BEGIN Provided passage

Saturday, October 15, 2011

For the pod

My day-off habit is to go for a walk or if I'm driving somewhere to listen in the car to the next instalment in the Gospel of Luke. This is I think the 93rd in the series.  Some of the most memorable being:

The Cost of Discipleship

Jesus vs Satan

Mary and Martha

Jesus calls the Twelve

Jesus and the Holy Spirit

The Bible is about Jesus

Jesus and Religion

Heaven and Hell

The latest is called Jesus sweats blood and just the title should tell you this is not a sermon for the faint-hearted- the second half is shocking and disturbing stuff if you are unfamiliar with the idea of the wrath of God. You have now been warned and as one or two in this series have done it made me think, pray and question very deeply about the lost, the mission of the church and the nature of God. Thousands are seemingly coming to listen to this sort of sermon (10k last weekend attended Mars Hill), particularly men, and are being saved and my question having listened to it is I suppose, "Why?" The message is so very hard for most of us to stomach. It is patently and intentionally un-user friendly and offers any listener stark truth (in fact is this not just the basic facts of the gospel that any evangelical knows but brutally articulated in a very direct and very un-English way. Mark Driscoll has a brash and aggressive manner which is quite horrifying to some. Differentiating the style from the content is important and working out which it is that offends us is part of this reflection)

People are coming though to hear this by the thousand nonetheless and downloading these sermons in their droves, many of them onto the iPods of the UK. People I respect and value are greatly blessed by the teaching from Mars Hill, yet others find it overly macho, aggressive and lacking some of the fruits of the Spirit you might hope to see when someone is speaking about Jesus. One Vicar pal who listened to this sermon thought it was one of the most powerful he has ever heard and another thought the things he heard were truly dreadful and disgusting. The sermon Tough and Tender speaks to this and in many ways I have found my passion for Jesus stirred and helped but for others the reverse is clearly true. Books such as Rid of my Disgrace (an overview of the ministry to abused and raped women of whom they have about 2500 @ Mars Hill) and Redemption attest to some of the fruit of the ministry at Mars Hill. I want to spend a little time reflecting on these things.


Lloyd-Jones said:
We shall never have an adequate conception of the greatness of this salvation unless we realize something at any rate of what we were before this mighty power took hold of us, unless we realize what we would still be if God had not intervened in our lives and had rescued us.
In other words, we must realize the depth of sin, what sin really means, and what it has done to the human race.

(H/T What's best next)

END Provided passage
BEGIN Stored data

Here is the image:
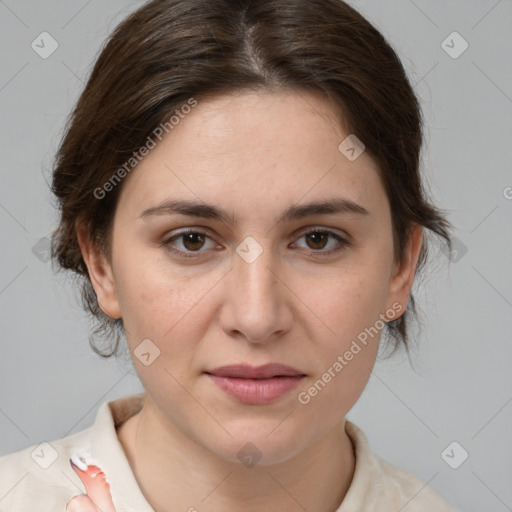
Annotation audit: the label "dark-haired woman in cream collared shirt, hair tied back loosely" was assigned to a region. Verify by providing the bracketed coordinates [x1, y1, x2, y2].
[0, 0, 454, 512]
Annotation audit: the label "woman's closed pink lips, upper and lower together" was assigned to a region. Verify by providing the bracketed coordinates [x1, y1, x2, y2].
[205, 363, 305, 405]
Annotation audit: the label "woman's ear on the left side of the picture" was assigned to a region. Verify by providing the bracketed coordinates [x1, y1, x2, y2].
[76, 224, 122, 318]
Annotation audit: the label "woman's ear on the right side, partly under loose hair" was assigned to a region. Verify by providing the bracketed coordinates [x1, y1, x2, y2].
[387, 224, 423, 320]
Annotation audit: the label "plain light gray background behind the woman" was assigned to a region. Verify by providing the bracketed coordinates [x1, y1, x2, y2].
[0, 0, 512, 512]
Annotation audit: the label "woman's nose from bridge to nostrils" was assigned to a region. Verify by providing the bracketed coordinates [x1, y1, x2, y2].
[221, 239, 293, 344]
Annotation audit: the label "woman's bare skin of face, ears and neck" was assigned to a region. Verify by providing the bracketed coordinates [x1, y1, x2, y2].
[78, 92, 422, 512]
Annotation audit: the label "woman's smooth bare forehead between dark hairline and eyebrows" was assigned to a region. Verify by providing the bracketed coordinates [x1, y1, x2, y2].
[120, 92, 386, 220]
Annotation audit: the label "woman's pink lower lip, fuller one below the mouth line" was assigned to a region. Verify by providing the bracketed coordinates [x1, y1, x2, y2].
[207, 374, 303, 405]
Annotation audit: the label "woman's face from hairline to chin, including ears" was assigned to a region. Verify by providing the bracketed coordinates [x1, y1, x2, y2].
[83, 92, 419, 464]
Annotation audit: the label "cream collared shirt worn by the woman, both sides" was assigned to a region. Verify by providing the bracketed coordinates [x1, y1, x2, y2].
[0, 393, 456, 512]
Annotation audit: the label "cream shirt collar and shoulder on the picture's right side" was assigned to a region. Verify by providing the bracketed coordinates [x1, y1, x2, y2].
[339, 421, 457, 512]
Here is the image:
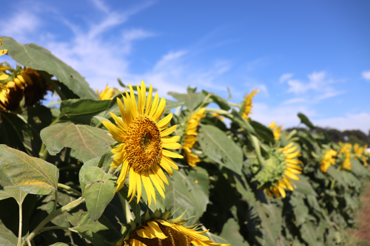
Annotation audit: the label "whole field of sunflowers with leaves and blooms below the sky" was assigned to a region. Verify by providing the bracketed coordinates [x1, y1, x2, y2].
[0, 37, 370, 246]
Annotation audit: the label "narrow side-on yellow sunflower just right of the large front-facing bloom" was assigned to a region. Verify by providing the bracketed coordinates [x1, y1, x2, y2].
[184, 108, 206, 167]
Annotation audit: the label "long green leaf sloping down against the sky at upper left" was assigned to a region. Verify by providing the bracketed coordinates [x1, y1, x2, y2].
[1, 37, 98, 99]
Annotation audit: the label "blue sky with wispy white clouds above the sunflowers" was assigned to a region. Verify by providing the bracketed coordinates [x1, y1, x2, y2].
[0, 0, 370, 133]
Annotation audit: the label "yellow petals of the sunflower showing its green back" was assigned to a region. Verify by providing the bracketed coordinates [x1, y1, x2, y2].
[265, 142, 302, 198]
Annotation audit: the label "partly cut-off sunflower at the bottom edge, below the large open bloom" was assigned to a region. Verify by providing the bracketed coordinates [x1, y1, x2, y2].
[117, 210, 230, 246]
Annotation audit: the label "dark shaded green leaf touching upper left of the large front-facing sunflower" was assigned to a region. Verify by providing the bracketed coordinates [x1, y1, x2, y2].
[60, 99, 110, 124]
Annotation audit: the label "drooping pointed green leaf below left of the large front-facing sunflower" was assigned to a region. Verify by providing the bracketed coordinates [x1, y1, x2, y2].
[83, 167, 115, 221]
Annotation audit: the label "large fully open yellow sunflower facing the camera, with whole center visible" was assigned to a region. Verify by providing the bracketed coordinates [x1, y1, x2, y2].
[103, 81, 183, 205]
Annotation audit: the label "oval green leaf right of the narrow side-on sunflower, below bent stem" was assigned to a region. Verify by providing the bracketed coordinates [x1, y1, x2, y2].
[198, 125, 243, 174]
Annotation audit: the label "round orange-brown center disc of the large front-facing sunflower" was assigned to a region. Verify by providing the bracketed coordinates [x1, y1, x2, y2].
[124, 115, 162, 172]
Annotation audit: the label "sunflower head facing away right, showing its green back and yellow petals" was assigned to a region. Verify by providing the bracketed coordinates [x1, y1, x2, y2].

END Stored data

= Exercise prompt =
Carry on the blog post reflecting on the Mars Hill sermon "Jesus sweats blood," picking up right after its final line.

= Written response =
Here are my thoughts on this sermon. First, have we perhaps become so Marcion as a church that we find it hard to hear about the different sides of the character of God? A wrathful God (read about the Passover or Joshua if you need reminding) does not play easily to our western, secular and increasingly liberal sensibilities. What we want is a 'laissez-faire do what you like on your terms God' but what if that is not actually what God is like? Perhaps it also explains why there is so little mission to the lost going on. It's why in the C of E our most pressing issue is The Covenant and not how to engage in mission for the salvation of souls in our land. If God is 'nice' and 'relaxed' rather than holy there is likely to be far less urgency to share the gospel and far less recognition that making such an effort to share it is truly a matter of consequence. Mission if you take scripture seriously is literally a matter of life and death and with that backdrop Jesus commands 'Therefore go.....' Are we not going because we don't actually believe Him? Is this why Christians like me who sing what people call 'happy-clappy songs' on a Sunday often rarely speak of Jesus to their friends and colleagues and families on Monday? Are sermons like this one a form of modern-day Jonathan Edwards preaching that shake the bride with uncomfortable truths , as Sinners in the hands of an angry God shook people but at the same time ushered in the first Great Awakening? (but you might not think these are doctrinal truths or that they are a distortion of them which is of course your prerogative).

Win Arn surveyed over a thousand churches and he asked this question:

"What is the mission of the church?'

In answer to this question, 89% of people said "The church exists to meet the needs of me and my family" whereas only a staggering 11% said, "The church exists to make Christ known to the world".

(Source: Rethinking the church Emery White)

The workers are indeed few.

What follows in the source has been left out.